### Directions for this task
The full listing is to be transcribed exactly, with each picture left out.

### Information supplied
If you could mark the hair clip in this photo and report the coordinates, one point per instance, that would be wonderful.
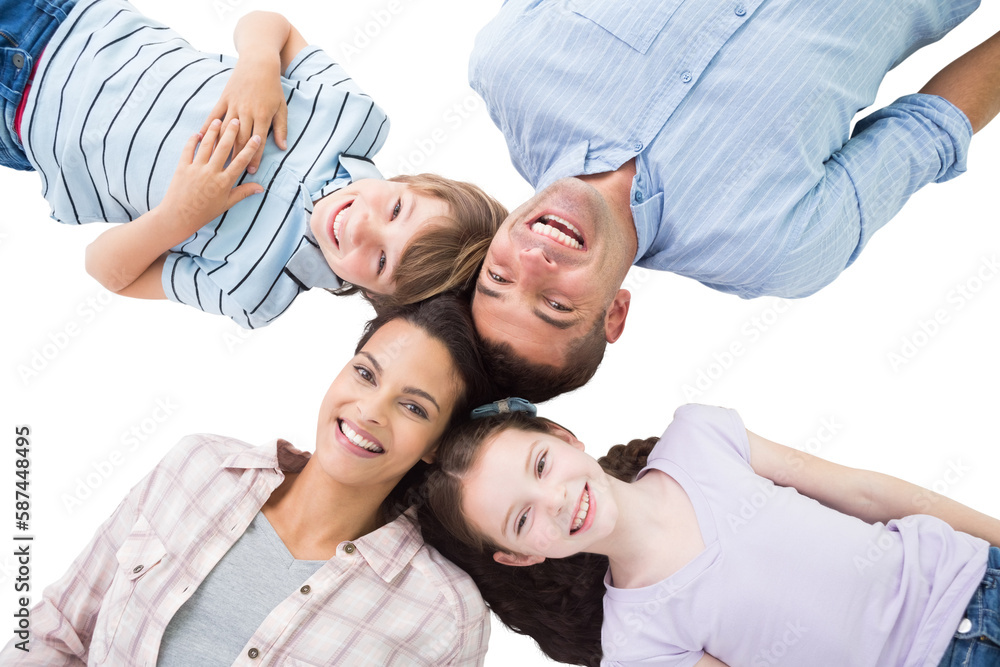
(504, 406)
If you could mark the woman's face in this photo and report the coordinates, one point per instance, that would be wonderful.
(387, 408)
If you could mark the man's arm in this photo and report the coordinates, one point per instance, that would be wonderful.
(870, 496)
(972, 83)
(201, 190)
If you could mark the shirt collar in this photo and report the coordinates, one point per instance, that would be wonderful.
(387, 550)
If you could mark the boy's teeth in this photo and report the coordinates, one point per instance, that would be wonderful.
(358, 440)
(582, 514)
(540, 227)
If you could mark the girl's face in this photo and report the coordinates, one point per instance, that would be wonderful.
(387, 408)
(363, 229)
(539, 495)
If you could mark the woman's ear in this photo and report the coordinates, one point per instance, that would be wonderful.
(563, 434)
(516, 560)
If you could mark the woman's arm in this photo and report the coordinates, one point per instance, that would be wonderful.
(266, 43)
(126, 259)
(870, 496)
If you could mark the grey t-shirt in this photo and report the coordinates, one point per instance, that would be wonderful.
(217, 621)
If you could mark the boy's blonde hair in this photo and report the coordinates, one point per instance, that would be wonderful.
(448, 252)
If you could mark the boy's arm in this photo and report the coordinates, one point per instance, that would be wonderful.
(201, 190)
(868, 495)
(266, 43)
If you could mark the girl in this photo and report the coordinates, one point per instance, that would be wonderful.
(232, 554)
(719, 552)
(100, 100)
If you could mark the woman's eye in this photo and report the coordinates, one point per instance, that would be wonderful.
(416, 409)
(555, 305)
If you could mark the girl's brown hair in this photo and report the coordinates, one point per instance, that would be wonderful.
(447, 254)
(558, 602)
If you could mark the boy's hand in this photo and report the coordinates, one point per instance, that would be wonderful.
(253, 95)
(202, 186)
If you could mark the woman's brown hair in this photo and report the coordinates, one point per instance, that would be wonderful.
(558, 602)
(447, 253)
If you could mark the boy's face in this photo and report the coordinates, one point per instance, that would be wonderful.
(363, 229)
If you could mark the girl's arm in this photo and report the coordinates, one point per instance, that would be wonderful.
(128, 259)
(266, 43)
(870, 496)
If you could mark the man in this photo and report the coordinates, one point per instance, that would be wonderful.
(705, 138)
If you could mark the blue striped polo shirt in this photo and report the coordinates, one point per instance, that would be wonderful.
(115, 99)
(738, 115)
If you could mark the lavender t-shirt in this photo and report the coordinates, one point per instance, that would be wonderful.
(784, 580)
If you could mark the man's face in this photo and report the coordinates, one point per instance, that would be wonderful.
(553, 268)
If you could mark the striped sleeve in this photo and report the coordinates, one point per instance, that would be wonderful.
(315, 65)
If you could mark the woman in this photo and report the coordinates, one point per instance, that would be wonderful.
(232, 554)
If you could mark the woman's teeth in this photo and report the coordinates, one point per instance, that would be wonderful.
(358, 440)
(336, 223)
(582, 513)
(571, 240)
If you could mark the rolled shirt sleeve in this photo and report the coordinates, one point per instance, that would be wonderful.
(893, 152)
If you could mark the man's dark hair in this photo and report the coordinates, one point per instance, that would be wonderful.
(539, 382)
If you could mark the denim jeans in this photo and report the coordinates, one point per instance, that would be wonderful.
(977, 643)
(26, 26)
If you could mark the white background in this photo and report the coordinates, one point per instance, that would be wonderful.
(134, 377)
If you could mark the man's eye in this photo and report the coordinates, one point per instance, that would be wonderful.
(555, 305)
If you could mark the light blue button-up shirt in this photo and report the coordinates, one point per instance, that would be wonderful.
(738, 115)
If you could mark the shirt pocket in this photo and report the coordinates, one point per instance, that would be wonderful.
(636, 26)
(141, 553)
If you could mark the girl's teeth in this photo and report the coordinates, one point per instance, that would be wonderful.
(358, 440)
(582, 514)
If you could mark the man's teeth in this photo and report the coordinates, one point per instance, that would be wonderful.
(582, 514)
(541, 227)
(336, 223)
(358, 440)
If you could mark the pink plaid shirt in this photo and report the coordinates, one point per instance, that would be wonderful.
(384, 599)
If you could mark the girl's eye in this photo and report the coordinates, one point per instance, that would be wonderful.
(416, 409)
(555, 305)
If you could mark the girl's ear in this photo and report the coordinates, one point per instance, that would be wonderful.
(516, 560)
(563, 434)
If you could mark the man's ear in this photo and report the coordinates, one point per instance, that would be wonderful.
(563, 434)
(614, 321)
(518, 561)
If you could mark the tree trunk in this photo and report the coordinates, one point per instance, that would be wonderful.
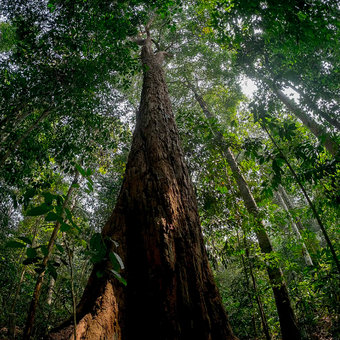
(313, 106)
(311, 204)
(295, 229)
(317, 130)
(170, 292)
(285, 311)
(258, 298)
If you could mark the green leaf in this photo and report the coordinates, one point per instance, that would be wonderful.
(27, 262)
(100, 273)
(81, 170)
(96, 241)
(51, 270)
(15, 244)
(25, 239)
(65, 227)
(89, 186)
(40, 210)
(68, 213)
(59, 209)
(119, 277)
(51, 216)
(59, 247)
(48, 198)
(115, 263)
(31, 253)
(121, 264)
(44, 250)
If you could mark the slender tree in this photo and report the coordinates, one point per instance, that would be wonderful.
(285, 311)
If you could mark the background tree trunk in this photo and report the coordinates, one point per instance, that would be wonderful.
(288, 324)
(171, 293)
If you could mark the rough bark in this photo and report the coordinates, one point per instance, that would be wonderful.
(317, 130)
(296, 231)
(288, 324)
(170, 292)
(258, 299)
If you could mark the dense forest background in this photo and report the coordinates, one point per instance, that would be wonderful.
(70, 88)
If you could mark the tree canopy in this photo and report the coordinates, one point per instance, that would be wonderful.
(264, 165)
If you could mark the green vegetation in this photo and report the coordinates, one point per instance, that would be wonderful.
(70, 82)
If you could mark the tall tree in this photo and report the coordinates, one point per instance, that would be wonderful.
(171, 291)
(286, 314)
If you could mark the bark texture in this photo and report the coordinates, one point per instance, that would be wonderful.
(170, 294)
(305, 252)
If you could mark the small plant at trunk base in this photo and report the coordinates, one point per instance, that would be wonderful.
(99, 253)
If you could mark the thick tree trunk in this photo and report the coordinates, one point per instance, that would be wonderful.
(170, 292)
(289, 329)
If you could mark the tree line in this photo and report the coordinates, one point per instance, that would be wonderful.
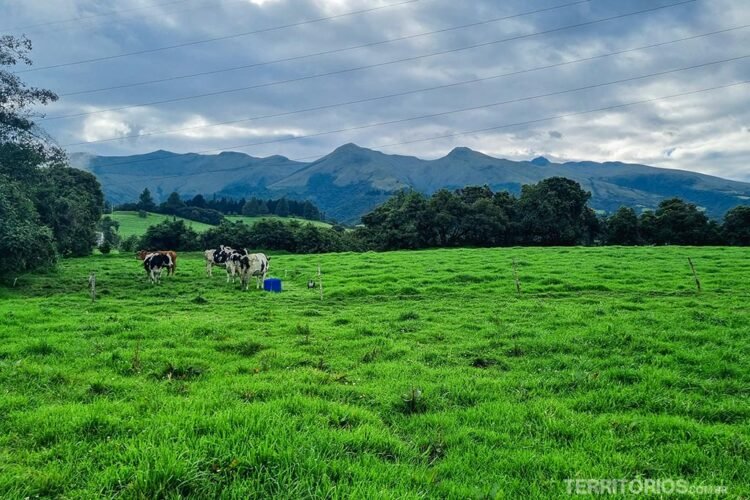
(554, 211)
(212, 211)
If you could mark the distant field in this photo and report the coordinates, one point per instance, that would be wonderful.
(420, 374)
(131, 224)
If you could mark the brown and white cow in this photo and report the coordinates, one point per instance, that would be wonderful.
(253, 264)
(172, 255)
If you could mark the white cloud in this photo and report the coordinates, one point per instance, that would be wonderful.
(703, 132)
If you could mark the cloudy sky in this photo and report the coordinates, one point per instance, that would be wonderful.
(301, 77)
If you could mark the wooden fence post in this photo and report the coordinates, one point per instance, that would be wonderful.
(695, 274)
(92, 286)
(515, 277)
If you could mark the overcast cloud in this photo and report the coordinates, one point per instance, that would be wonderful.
(707, 132)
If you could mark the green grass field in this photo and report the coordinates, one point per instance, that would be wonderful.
(420, 374)
(132, 224)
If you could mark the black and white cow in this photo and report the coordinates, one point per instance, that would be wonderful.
(154, 263)
(253, 264)
(233, 263)
(217, 257)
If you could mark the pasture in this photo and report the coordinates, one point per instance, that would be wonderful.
(420, 374)
(131, 224)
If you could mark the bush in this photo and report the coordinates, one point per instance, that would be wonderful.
(130, 244)
(205, 215)
(170, 235)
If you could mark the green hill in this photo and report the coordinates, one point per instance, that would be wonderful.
(419, 374)
(132, 224)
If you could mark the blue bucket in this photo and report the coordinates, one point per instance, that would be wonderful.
(272, 285)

### Answer box
If you could mark the hair clip in this photo and report the coordinates, one point per instance, that would be wonderful.
(504, 406)
If you could mark the woman's face in this photo and report the coordinates, one point per instance, that would be wonderful.
(387, 408)
If you could mark the man's arm in this photo and report the coordinates, one point per instance, that would be wonderful.
(870, 496)
(972, 83)
(201, 190)
If you could mark the shirt collar in this photo and report the coordinates, one point per instance, that would be wonderful.
(387, 550)
If you could mark the boy's teeth in this photo and report the coordinates, one point per instance, that would be wonderful.
(358, 440)
(582, 514)
(540, 227)
If you could mark the girl's face in this photo and report the coordinates, one point per instance, that would be wonderful.
(387, 408)
(363, 229)
(539, 495)
If you could mark the woman's ear in this photo and report the coordinates, one point per instance, that would be wonderful.
(563, 434)
(516, 560)
If you could mark the woman's arm in this photo and report the coordinates, one point per instance, that would be wonderful.
(266, 43)
(126, 259)
(870, 496)
If you could mark the grey t-shirt in this photo and report the coordinates, one point per instance, that would be wonderful.
(217, 621)
If you could mark the boy's blonde hair in this photo and report the coordinates, one point per instance, that would be wonderful.
(448, 252)
If you could mark the boy's arm in this photo and report the coordinates, one point per instance, that would be wonderful.
(201, 190)
(868, 495)
(266, 43)
If you could mark the girl in this photo and report the coordinates, one point per instance, that would be wonderful.
(232, 554)
(719, 552)
(100, 100)
If you could mark the woman's eye in this photo and report the coordinates, one point per instance, that would be wonderful.
(416, 409)
(555, 305)
If you could mark the girl's brown hair in this photo and report the coordinates, one point per instance, that would be wonderful.
(447, 254)
(558, 602)
If you could mark the boy's hand in this photo and report the coordinates, one point per instance, that would be wonderful.
(253, 95)
(202, 186)
If you could mark the woman's brown hair in this photo and report the coordinates, one point per instance, that would be wonderful.
(558, 602)
(447, 253)
If you could mark the boy's face in this photo and report the coordinates, one point per instance, that would be wonderful.
(363, 229)
If you could mark the girl's arm in this photo and report the coordinates, one point per instance, that would be wonderful.
(128, 259)
(266, 43)
(870, 496)
If you could mark the man in this photo and report the coordinates, one point per instance, that would be wonderful.
(705, 138)
If you could mark the blue striped polo shirt in this photo and report the coordinates, one point per instance, that would be wonderful.
(115, 99)
(738, 115)
If you could mark the lavender t-shirt in this photo and report the coordinates, one point per instance, that would be wonderful.
(784, 580)
If you could mark the man's face in this photo and report the coordinates, one point per instance, that would be wonderful.
(553, 268)
If you could mark the striped sleeve in this photo and report the coordinates, one point per instance, that would be wonderful.
(315, 65)
If you could mark the woman in this photo and report the coordinates, one point per instance, that would be wonderful.
(232, 554)
If you could mark the woman's teeth in this photo and report the coordinates, one point per instance, that would be wonderful.
(358, 440)
(336, 223)
(582, 513)
(571, 240)
If you could mark the rolled shirt sleeve in this photo and report the coordinates, one point per instance, that would be wonderful.
(893, 152)
If you could mark the man's dark hair in this photo and report the coordinates, one point per instance, that would be wonderful.
(539, 382)
If you could mark the denim jeans in this photo and report the coordinates, one point per instance, that would be wonderful.
(977, 643)
(26, 26)
If you could mark the white background in this photo and report the coordinates, one point per instance, that would be wonderful.
(134, 377)
If you could mark the man's eye in this photo and report the coordinates, one point per instance, that would be wonderful.
(555, 305)
If you could mark the light blue button-up shirt in this photo and report the coordinates, one point per instance, that would be wonderful.
(738, 115)
If you could mark the shirt pocket in this photo and report the coordinates, one point per instance, that would be wonderful.
(636, 26)
(141, 553)
If you could mark the girl's teeth in this photo and report the coordinates, one point per instance, that would be wonderful.
(358, 440)
(582, 514)
If you could mark the man's teeth in this photo and report the coordinates, one point per instance, that would be wonderful.
(582, 514)
(541, 227)
(336, 223)
(358, 440)
If you could mark the pink plaid shirt in this photo and report the coordinates, one point per instance, that would be wonderful.
(384, 599)
If you could mark the girl's eye in this photo and report the coordinates, one point per instance, that would be wonderful.
(416, 409)
(555, 305)
If you could mark the girl's ear in this photo and report the coordinates, one point per instance, that would be wonderful.
(516, 560)
(563, 434)
If you could mark the man's ear in this photo and report the coordinates, one point per instance, that would be wonderful.
(563, 434)
(614, 321)
(518, 561)
If you could mark the tree trunk in this photo and report the coordinates, one point per instance, that would be wonderful.
(313, 106)
(311, 204)
(295, 229)
(317, 130)
(170, 292)
(285, 311)
(258, 298)
If you could mark the green leaf in this photo and report the coordinates, one point per instance, that would be wonderful.
(27, 262)
(100, 273)
(81, 170)
(96, 241)
(51, 270)
(15, 244)
(25, 239)
(65, 227)
(89, 186)
(40, 210)
(68, 213)
(59, 209)
(119, 277)
(51, 216)
(59, 247)
(48, 198)
(115, 263)
(31, 253)
(121, 264)
(44, 250)
If you could mark the slender tree in this photo and report the coordinates, one point per instance, that would be wonderful.
(285, 311)
If you could mark the background tree trunk in this photo and report the coordinates, one point per instance, that would be wonderful.
(288, 324)
(171, 293)
If you could mark the rough bark in this photo and report the coordinates, one point per instance, that would be wonderful.
(317, 130)
(296, 231)
(288, 324)
(170, 292)
(258, 299)
If you could mark the dense forest background in this photo and report the coordinates, one point per instance, that would be wonderful.
(70, 88)
If you could mark the tree canopy in this photo and report the coordinates, one point per instance, that would be wonderful.
(264, 165)
If you could mark the green vegetation in this photo and report the coordinates, one point per instance, that would be wonderful.
(70, 82)
If you could mark the tall tree in this photo and report the coordinates, one point per instance, that would be wonderful.
(171, 291)
(286, 314)
If you could mark the bark texture in this photo and report the coordinates, one point per instance, that would be wonderful.
(170, 294)
(305, 252)
If you could mark the small plant at trunk base in this photo and report the coordinates, one point per instance, that would be wonderful.
(99, 253)
If you could mark the thick tree trunk in this photo and report the coordinates, one point per instance, that would be wonderful.
(170, 292)
(289, 329)
If you could mark the tree line in this photo and report the coordinates, one point per instance, that would be wonderful.
(554, 211)
(212, 211)
If you could mark the distant field in this photo and report the coordinates, one point per instance, that would be wonderful.
(420, 374)
(131, 224)
If you could mark the brown and white cow in this photo and report the coordinates, one point per instance, that would be wonderful.
(253, 264)
(172, 255)
If you could mark the white cloud in this photo and report the coordinates, one point per instance, that would be wonderful.
(703, 132)
If you could mark the cloudy sky in this photo and report the coordinates, one point per instance, that would be wonderful.
(301, 77)
If you could mark the wooden fence post in this photo and report the coordinates, one point per instance, that would be wonderful.
(695, 274)
(92, 286)
(515, 277)
If you could mark the overcast cloud in this photo and report the coordinates, one point per instance, that would be wonderful.
(707, 132)
If you could mark the green grass field in this photo and report the coordinates, one point per instance, that would be wonderful.
(420, 374)
(132, 224)
If you could mark the black and white cow in this photo and report the coordinates, one point per instance, that would be wonderful.
(154, 263)
(253, 264)
(233, 263)
(217, 257)
If you could mark the pasture in this photo and report the coordinates, one point per instance, that would be wonderful.
(420, 374)
(131, 224)
If you could mark the bush in this photo and report the coordinates, one point per instance, that would be wonderful.
(130, 244)
(205, 215)
(170, 235)
If you could mark the green hill in this photo and report the coordinates, one point per instance, that would be wonderful.
(419, 374)
(132, 224)
If you could mark the blue bucket in this photo and report the coordinates, one point per instance, that would be wonderful.
(272, 285)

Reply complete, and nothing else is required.